Exercise requirements: Can you rescale the records in the stretch from the line containing "Target: flower stem" through the line containing "(1114, 562)", writing out every line in that stretch again, requests included, with each point coordinate in the answers multiplied by 0.55 and rounded to a whole number, halves rounded up? Give only those lines.

[Excerpt from a dataset]
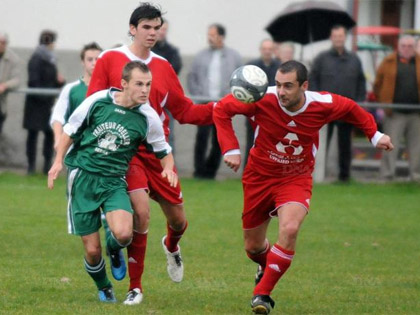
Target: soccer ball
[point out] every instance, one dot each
(248, 84)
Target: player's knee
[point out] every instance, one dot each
(254, 248)
(124, 236)
(177, 224)
(141, 219)
(93, 253)
(290, 229)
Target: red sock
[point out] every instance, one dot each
(173, 237)
(260, 258)
(136, 254)
(278, 261)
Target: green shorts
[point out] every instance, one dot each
(87, 194)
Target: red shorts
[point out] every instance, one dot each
(145, 173)
(263, 195)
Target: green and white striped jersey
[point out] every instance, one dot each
(107, 135)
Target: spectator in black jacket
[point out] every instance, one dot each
(42, 73)
(170, 53)
(339, 71)
(166, 50)
(269, 65)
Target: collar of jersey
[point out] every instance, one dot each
(132, 56)
(301, 110)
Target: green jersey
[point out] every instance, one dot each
(71, 96)
(108, 134)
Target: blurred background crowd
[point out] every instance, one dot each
(368, 51)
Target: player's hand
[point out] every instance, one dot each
(53, 174)
(3, 88)
(233, 161)
(385, 143)
(171, 176)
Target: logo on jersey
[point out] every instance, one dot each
(290, 145)
(111, 136)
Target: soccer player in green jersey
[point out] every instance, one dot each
(108, 127)
(74, 93)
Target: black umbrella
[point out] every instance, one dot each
(308, 21)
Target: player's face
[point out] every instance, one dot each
(163, 31)
(406, 47)
(145, 34)
(137, 89)
(338, 38)
(3, 44)
(89, 61)
(215, 40)
(290, 93)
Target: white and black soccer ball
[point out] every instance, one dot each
(248, 84)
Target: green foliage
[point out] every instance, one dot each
(358, 253)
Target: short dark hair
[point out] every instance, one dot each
(337, 27)
(90, 46)
(145, 11)
(292, 66)
(129, 67)
(221, 30)
(47, 37)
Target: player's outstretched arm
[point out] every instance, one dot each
(233, 161)
(64, 144)
(385, 143)
(168, 164)
(57, 130)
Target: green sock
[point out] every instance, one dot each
(98, 274)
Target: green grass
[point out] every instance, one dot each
(358, 253)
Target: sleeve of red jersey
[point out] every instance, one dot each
(182, 108)
(223, 112)
(349, 111)
(99, 80)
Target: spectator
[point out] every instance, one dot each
(398, 81)
(166, 50)
(170, 53)
(418, 46)
(209, 76)
(42, 73)
(284, 51)
(269, 65)
(339, 71)
(74, 93)
(9, 75)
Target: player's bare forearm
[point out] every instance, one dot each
(58, 130)
(63, 146)
(168, 165)
(385, 143)
(233, 161)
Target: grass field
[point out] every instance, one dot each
(358, 253)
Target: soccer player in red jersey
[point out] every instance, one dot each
(143, 176)
(277, 180)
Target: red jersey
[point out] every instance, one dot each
(286, 142)
(166, 91)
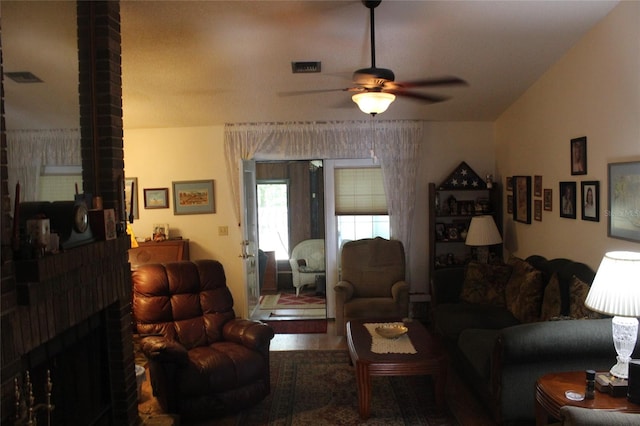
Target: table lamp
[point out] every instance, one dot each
(616, 291)
(483, 233)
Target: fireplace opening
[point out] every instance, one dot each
(78, 365)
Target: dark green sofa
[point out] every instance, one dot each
(500, 357)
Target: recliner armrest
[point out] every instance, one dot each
(162, 349)
(249, 333)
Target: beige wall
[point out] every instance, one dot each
(158, 157)
(593, 91)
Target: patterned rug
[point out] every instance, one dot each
(305, 300)
(319, 388)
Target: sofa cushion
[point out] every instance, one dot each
(524, 291)
(477, 346)
(453, 318)
(551, 301)
(485, 283)
(578, 291)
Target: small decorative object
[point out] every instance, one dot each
(193, 197)
(590, 200)
(391, 331)
(537, 210)
(160, 232)
(548, 199)
(568, 200)
(614, 292)
(537, 186)
(522, 199)
(463, 177)
(590, 386)
(624, 201)
(156, 198)
(579, 156)
(131, 197)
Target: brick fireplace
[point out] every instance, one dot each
(69, 313)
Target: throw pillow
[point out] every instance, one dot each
(578, 291)
(524, 291)
(485, 284)
(551, 300)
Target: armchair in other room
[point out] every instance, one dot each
(203, 361)
(307, 262)
(372, 283)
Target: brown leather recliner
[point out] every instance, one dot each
(203, 361)
(372, 282)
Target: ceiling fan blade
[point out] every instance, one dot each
(419, 96)
(429, 82)
(308, 92)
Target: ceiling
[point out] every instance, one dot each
(202, 63)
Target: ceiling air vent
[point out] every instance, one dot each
(23, 77)
(305, 67)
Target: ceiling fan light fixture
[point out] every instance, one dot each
(373, 102)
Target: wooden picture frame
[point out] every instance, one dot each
(590, 196)
(624, 201)
(537, 186)
(579, 156)
(522, 199)
(537, 210)
(194, 197)
(568, 200)
(156, 198)
(130, 183)
(547, 199)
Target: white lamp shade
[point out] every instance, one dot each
(616, 288)
(373, 102)
(483, 232)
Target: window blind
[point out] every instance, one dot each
(360, 191)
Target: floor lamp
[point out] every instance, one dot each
(616, 291)
(483, 233)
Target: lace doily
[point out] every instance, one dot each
(380, 345)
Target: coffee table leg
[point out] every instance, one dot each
(363, 381)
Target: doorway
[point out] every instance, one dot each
(290, 210)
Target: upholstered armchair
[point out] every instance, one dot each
(203, 361)
(372, 282)
(307, 262)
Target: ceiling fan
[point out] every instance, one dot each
(375, 88)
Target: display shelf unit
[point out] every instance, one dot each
(451, 208)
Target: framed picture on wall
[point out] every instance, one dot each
(624, 201)
(568, 200)
(590, 191)
(193, 197)
(522, 199)
(548, 199)
(579, 156)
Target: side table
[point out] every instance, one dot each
(550, 396)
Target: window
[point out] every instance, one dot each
(273, 217)
(361, 205)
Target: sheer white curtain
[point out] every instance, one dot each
(395, 143)
(29, 150)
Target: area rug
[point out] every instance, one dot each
(291, 301)
(319, 388)
(298, 326)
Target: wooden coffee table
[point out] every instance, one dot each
(550, 396)
(430, 359)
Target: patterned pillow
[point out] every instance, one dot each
(524, 291)
(578, 291)
(485, 284)
(551, 300)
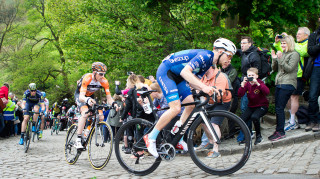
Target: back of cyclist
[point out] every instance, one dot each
(174, 75)
(45, 111)
(31, 99)
(87, 86)
(71, 112)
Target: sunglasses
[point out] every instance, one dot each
(228, 54)
(101, 74)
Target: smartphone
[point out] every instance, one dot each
(280, 36)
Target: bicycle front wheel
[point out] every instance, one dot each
(70, 151)
(27, 137)
(231, 156)
(131, 150)
(100, 143)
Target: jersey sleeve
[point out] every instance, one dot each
(105, 85)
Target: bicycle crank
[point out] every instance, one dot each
(167, 152)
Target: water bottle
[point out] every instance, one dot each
(176, 127)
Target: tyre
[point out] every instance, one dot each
(100, 143)
(134, 157)
(70, 151)
(232, 155)
(27, 137)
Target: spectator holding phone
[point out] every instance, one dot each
(286, 64)
(302, 48)
(258, 104)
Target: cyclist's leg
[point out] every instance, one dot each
(36, 109)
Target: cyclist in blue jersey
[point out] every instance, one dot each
(177, 72)
(31, 99)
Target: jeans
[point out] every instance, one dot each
(282, 95)
(254, 115)
(314, 89)
(1, 122)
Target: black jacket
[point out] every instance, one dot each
(249, 58)
(132, 106)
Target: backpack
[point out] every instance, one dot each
(302, 115)
(265, 65)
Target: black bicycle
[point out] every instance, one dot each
(37, 128)
(99, 140)
(140, 162)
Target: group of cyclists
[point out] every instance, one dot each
(176, 75)
(35, 103)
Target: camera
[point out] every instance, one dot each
(280, 36)
(129, 73)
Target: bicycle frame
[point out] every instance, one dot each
(198, 111)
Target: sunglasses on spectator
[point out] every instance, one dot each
(228, 54)
(101, 74)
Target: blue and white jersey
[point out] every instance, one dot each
(200, 60)
(32, 99)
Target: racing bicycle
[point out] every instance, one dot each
(99, 140)
(140, 162)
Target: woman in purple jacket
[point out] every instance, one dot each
(258, 103)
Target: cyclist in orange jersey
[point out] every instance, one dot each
(87, 86)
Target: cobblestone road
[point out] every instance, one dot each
(45, 159)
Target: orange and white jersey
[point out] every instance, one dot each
(88, 85)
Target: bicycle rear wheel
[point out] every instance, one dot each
(27, 137)
(132, 151)
(100, 143)
(70, 151)
(232, 155)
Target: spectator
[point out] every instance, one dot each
(301, 47)
(115, 121)
(313, 109)
(8, 114)
(214, 77)
(4, 91)
(152, 79)
(249, 58)
(286, 64)
(258, 102)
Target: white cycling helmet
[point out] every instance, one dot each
(225, 44)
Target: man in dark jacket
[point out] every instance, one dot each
(249, 58)
(4, 91)
(313, 109)
(249, 55)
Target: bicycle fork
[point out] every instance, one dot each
(210, 128)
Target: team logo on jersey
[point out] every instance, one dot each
(177, 59)
(163, 85)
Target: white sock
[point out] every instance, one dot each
(292, 121)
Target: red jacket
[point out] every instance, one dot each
(257, 95)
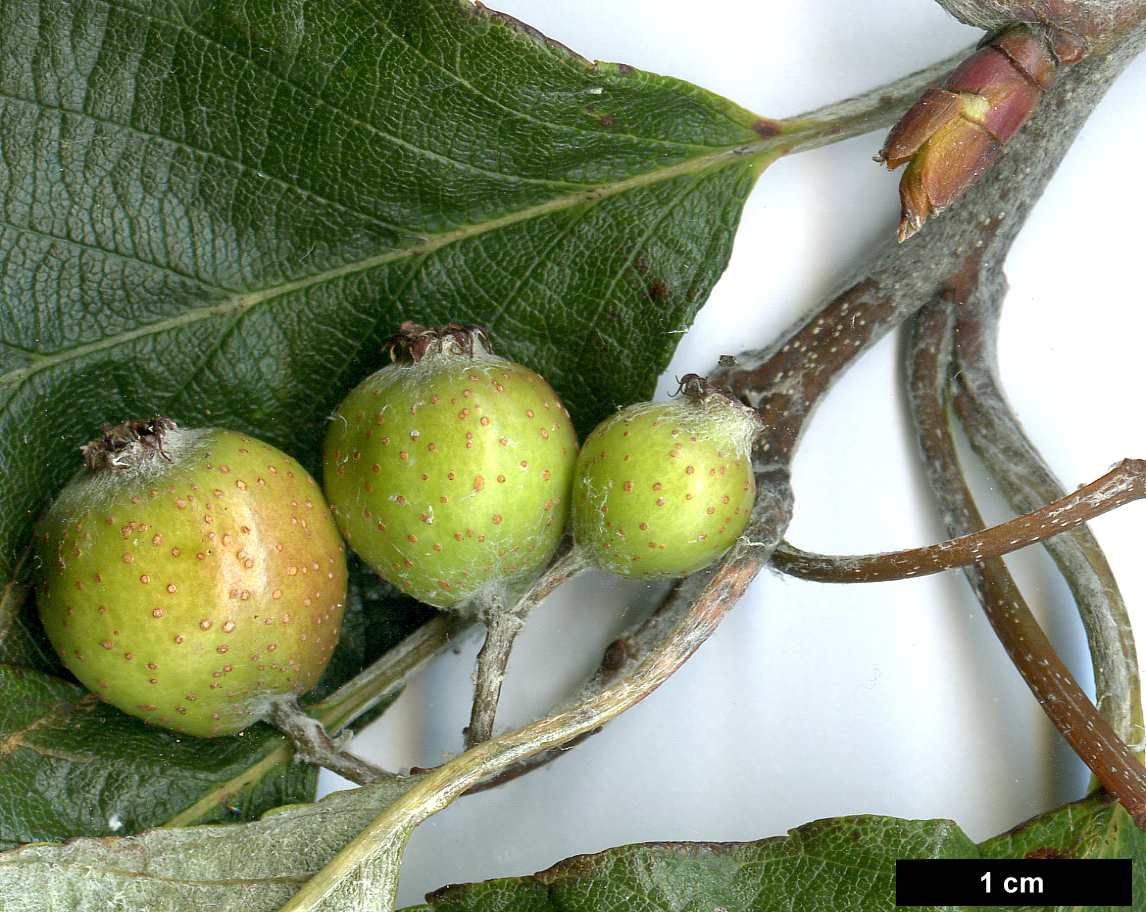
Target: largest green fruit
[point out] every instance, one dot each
(191, 578)
(449, 470)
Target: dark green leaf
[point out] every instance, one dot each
(832, 865)
(218, 211)
(1093, 827)
(253, 867)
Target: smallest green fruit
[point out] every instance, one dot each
(665, 488)
(191, 578)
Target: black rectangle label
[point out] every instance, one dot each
(1014, 881)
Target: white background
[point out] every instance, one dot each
(813, 700)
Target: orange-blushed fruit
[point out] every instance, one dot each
(190, 578)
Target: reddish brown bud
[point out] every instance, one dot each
(955, 133)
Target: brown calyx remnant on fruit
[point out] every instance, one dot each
(109, 450)
(414, 342)
(722, 403)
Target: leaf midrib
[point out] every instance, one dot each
(237, 305)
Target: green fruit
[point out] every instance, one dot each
(190, 578)
(665, 488)
(449, 470)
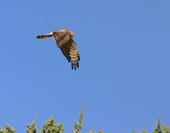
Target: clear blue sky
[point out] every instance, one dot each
(124, 74)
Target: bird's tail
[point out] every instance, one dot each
(45, 36)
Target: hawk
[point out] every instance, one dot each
(64, 40)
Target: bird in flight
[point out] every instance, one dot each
(64, 40)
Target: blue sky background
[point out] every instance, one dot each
(124, 74)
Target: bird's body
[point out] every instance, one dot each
(66, 43)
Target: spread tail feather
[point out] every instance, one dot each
(44, 36)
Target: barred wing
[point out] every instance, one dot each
(70, 51)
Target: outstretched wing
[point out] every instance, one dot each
(68, 48)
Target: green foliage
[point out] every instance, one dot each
(158, 129)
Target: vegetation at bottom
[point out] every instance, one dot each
(50, 127)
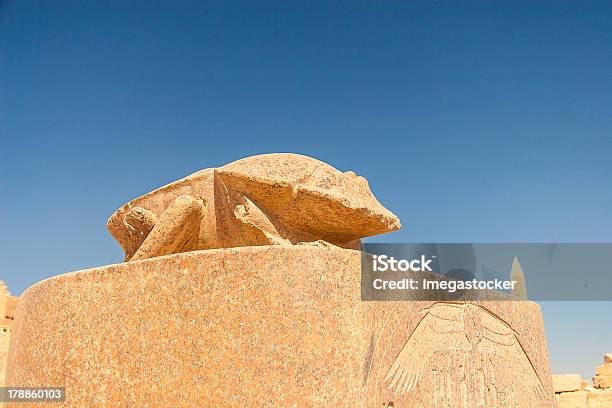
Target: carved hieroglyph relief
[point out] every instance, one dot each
(458, 355)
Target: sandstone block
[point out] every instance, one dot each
(269, 326)
(574, 399)
(602, 381)
(599, 399)
(566, 382)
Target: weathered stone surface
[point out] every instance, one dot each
(599, 399)
(574, 399)
(269, 326)
(566, 382)
(602, 381)
(176, 231)
(271, 199)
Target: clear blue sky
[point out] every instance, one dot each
(473, 121)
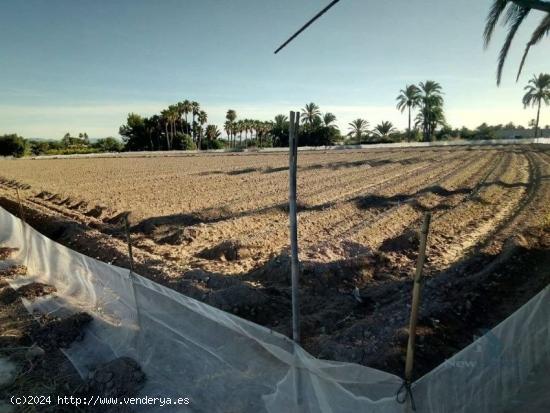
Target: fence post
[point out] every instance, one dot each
(21, 212)
(294, 263)
(129, 242)
(417, 287)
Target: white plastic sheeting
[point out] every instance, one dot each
(226, 364)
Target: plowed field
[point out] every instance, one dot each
(215, 227)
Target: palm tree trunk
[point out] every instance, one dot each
(538, 118)
(409, 123)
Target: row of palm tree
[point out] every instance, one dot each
(537, 92)
(359, 128)
(258, 129)
(311, 116)
(428, 98)
(176, 117)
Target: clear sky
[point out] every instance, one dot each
(81, 66)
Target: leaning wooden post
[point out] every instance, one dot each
(417, 287)
(129, 242)
(294, 264)
(21, 213)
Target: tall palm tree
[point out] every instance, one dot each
(186, 109)
(202, 118)
(538, 91)
(311, 114)
(431, 112)
(280, 121)
(328, 119)
(227, 126)
(195, 109)
(515, 12)
(167, 120)
(384, 129)
(409, 98)
(231, 115)
(357, 128)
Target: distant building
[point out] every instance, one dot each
(522, 133)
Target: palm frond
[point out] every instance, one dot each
(514, 18)
(542, 30)
(496, 11)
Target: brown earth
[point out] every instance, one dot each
(33, 345)
(216, 228)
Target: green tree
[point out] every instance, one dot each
(202, 118)
(329, 119)
(515, 12)
(195, 109)
(409, 98)
(358, 128)
(431, 112)
(186, 109)
(384, 129)
(12, 145)
(108, 144)
(134, 133)
(311, 114)
(231, 116)
(537, 91)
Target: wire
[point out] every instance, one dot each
(305, 26)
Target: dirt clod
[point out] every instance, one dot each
(60, 332)
(118, 378)
(35, 289)
(6, 252)
(13, 271)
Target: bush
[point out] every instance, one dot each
(12, 145)
(320, 136)
(183, 142)
(109, 144)
(212, 144)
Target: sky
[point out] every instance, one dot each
(82, 66)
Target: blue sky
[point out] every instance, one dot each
(81, 66)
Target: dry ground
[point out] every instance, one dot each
(215, 227)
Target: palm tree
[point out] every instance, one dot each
(195, 109)
(328, 119)
(186, 108)
(166, 119)
(431, 113)
(280, 121)
(409, 98)
(538, 91)
(227, 126)
(357, 128)
(202, 118)
(515, 12)
(212, 133)
(311, 114)
(384, 129)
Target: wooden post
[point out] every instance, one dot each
(21, 212)
(417, 286)
(294, 264)
(129, 241)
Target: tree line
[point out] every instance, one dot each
(184, 126)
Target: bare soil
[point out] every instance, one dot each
(216, 229)
(34, 346)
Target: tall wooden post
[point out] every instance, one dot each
(417, 287)
(21, 212)
(294, 264)
(129, 242)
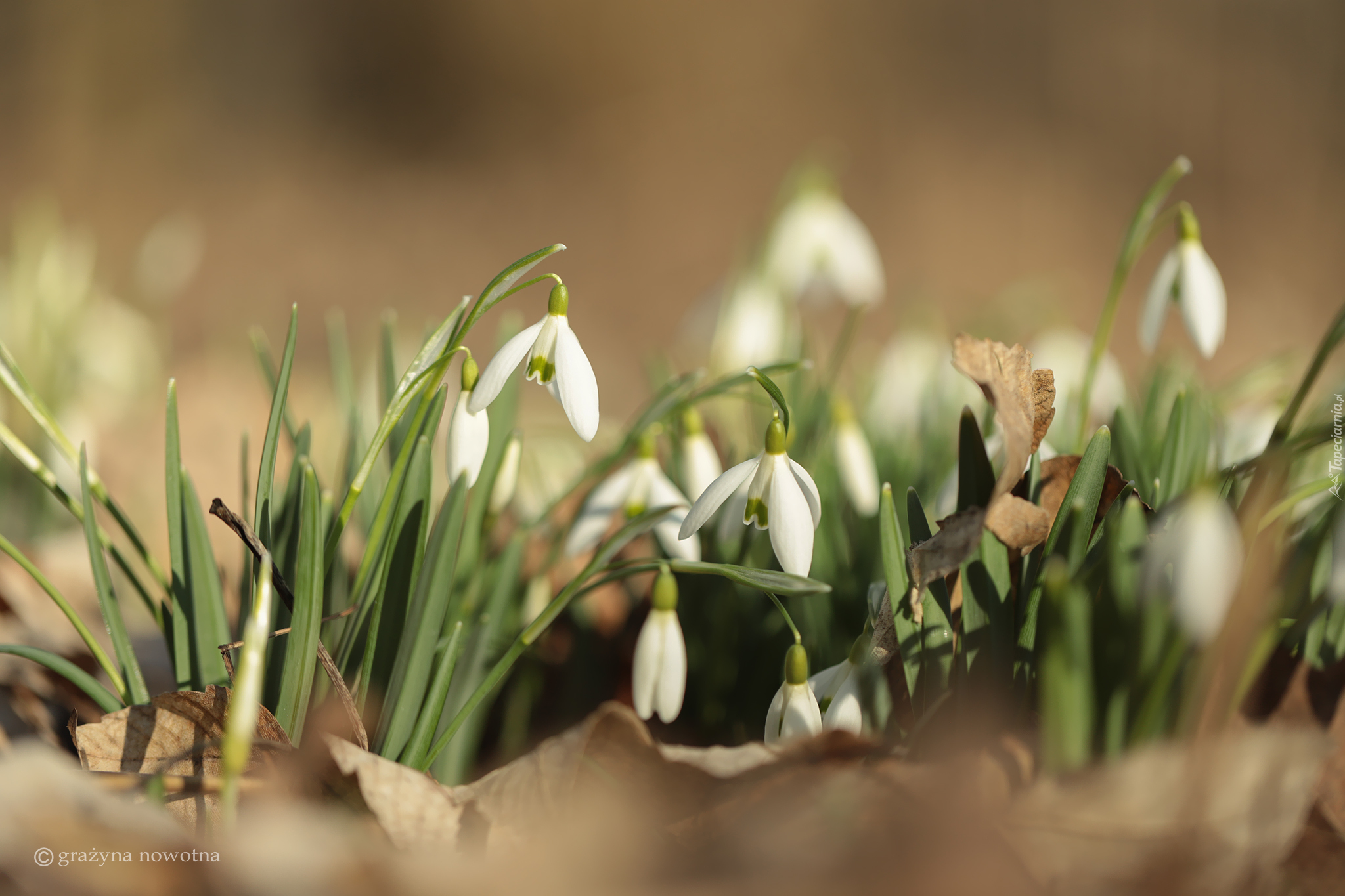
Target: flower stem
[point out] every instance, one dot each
(785, 613)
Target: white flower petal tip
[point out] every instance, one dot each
(1204, 550)
(658, 677)
(554, 359)
(818, 246)
(468, 437)
(1188, 276)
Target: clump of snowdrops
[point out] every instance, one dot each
(1114, 562)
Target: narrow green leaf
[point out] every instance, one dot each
(106, 598)
(424, 622)
(430, 715)
(206, 605)
(301, 654)
(95, 648)
(407, 551)
(1066, 680)
(68, 671)
(181, 640)
(975, 476)
(899, 586)
(267, 473)
(245, 703)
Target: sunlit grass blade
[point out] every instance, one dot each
(451, 765)
(95, 648)
(245, 702)
(47, 479)
(407, 551)
(106, 598)
(424, 622)
(301, 654)
(261, 350)
(68, 671)
(623, 536)
(263, 511)
(15, 382)
(430, 715)
(206, 605)
(179, 645)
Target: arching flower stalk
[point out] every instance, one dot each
(554, 359)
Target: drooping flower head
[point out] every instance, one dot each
(1188, 277)
(554, 359)
(782, 498)
(658, 676)
(794, 710)
(820, 247)
(468, 433)
(632, 490)
(699, 461)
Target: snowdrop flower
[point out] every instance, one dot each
(751, 330)
(1188, 277)
(794, 710)
(818, 242)
(854, 459)
(506, 480)
(699, 461)
(635, 488)
(1206, 553)
(837, 689)
(554, 359)
(468, 433)
(658, 677)
(782, 498)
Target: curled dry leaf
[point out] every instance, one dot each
(1024, 399)
(409, 806)
(957, 539)
(1020, 524)
(175, 734)
(1216, 816)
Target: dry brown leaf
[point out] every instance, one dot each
(175, 734)
(1211, 817)
(957, 539)
(1056, 476)
(1020, 524)
(1024, 399)
(409, 806)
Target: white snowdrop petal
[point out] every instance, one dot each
(602, 504)
(801, 716)
(1156, 304)
(772, 716)
(858, 473)
(645, 670)
(810, 492)
(498, 371)
(845, 712)
(699, 464)
(671, 681)
(791, 522)
(1202, 303)
(576, 382)
(716, 495)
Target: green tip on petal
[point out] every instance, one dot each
(471, 372)
(1187, 224)
(665, 591)
(560, 301)
(797, 666)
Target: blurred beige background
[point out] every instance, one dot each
(365, 155)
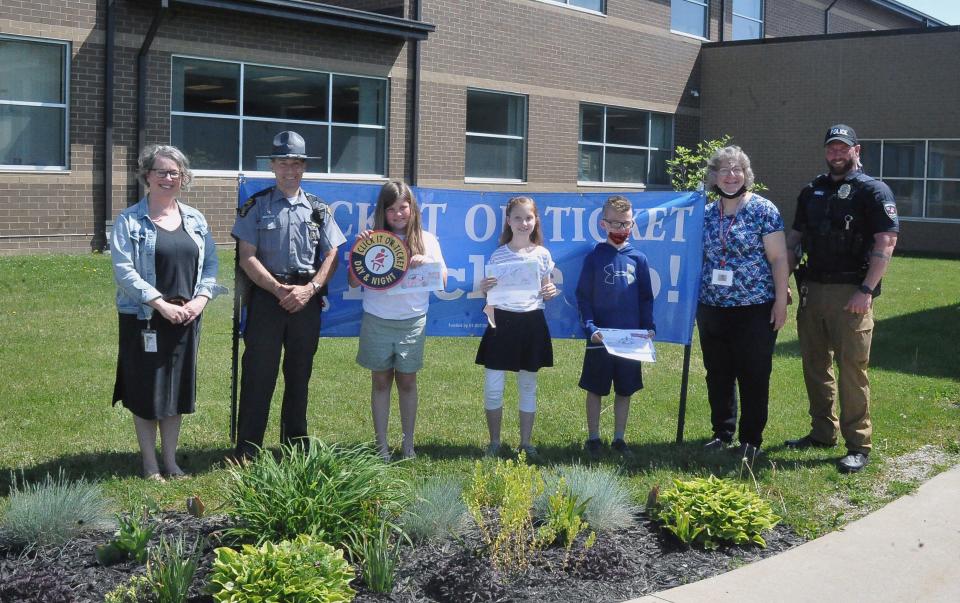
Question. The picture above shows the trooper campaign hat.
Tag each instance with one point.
(288, 145)
(841, 132)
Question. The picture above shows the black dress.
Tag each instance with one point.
(156, 385)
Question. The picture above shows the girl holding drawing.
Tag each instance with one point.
(392, 329)
(517, 338)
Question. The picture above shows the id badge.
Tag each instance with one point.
(722, 278)
(149, 340)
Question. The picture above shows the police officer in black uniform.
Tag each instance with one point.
(287, 241)
(846, 224)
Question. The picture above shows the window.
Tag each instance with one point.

Written reply:
Target: flower stem
[point out] every instance, one dot each
(432, 337)
Target: white flower petal tip
[point out] every instance, one dot each
(662, 303)
(362, 372)
(305, 197)
(450, 135)
(257, 240)
(653, 152)
Target: clump of snowdrops
[point out] every instance, one dot each
(613, 309)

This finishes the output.